I’ll describe some caution when using variadic templates, just see below codes:
void print ()
{
cout << "print" << endl;
}
void print(int a){
cout << "int=" << a << endl;
}
void print(const string &a){
cout << "string=" << a << endl;
}
void print(const double a){
cout << "double=" << a << endl;
}
template <typename T, typename... Types>
void print (const T& firstArg, const Types&... args)
{
print(firstArg);
print(args...);
}
useage:
print(1);
/*
int=1
*/
print(1, 2, 1.0);
/*
int=1
int=2
double=1
*/
However, when pass string type, the problem exposes.
print("d");
/*
error: stack overflow.
*/
So, you should avoid to invoke print(firstArg), which overrides print variadic template function, just modify to below solving the problem:
template<typename T>
void print(const T &a){
int status;
char * demangled = abi::__cxa_demangle(typeid(T).name(),0,0,&status);
cout << "T=" << a << ", demangled=" << demangled << endl;
free(demangled);
}
template <typename T, typename... Types>
void print (const T& firstArg, const Types&... args)

**DATA EXTRACT**
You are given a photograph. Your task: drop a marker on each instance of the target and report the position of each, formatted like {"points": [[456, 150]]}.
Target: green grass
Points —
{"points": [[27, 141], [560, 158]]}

**STATED EXERCISE 1**
State whether each statement agrees with the variadic templates passage, answering yes or no and quoting the words of the passage that decide it: (a) the call print(1, 2, 1.0) prints "double=1" on its last output line; (b) the call print("d") runs without error; (c) the revised single-parameter template releases the demangled name after printing it.
**STATED EXERCISE 2**
Continue the variadic templates passage from its final line of code onward.

**TASK ANSWER 1**
(a) Yes: "double=1"
(b) No: "error: stack overflow."
(c) Yes: "free(demangled);"

**TASK ANSWER 2**
{
print(firstArg);
print(args...);
}
void print2(){
cout << "print2" << endl;
}
template <typename T, typename... Types>
void print2 (const T& firstArg, const Types&... args)
{
cout << "firstArg=" << firstArg << endl;
print2(args...);
}
print("d");
print2("d");
/*
T=d, demangled=char [2]
firstArg=d
print2
*/
可见,先解析通用的模板参数,若找到最合适的则不会去解析不定模板参数,而之前因为”d”必须先隐式转换为string才能调用之前的print,所以会去解析不定模板参数的函数.
关于
void print(){
cout << "print" << endl;
}
定义的必须性的问题:
void print(){
cout << "print" << endl;
}
void print(const int val){
cout << "int=" << val << endl;
}
template <typename T, typename... Types>
void print (const T& firstArg, const Types&... args)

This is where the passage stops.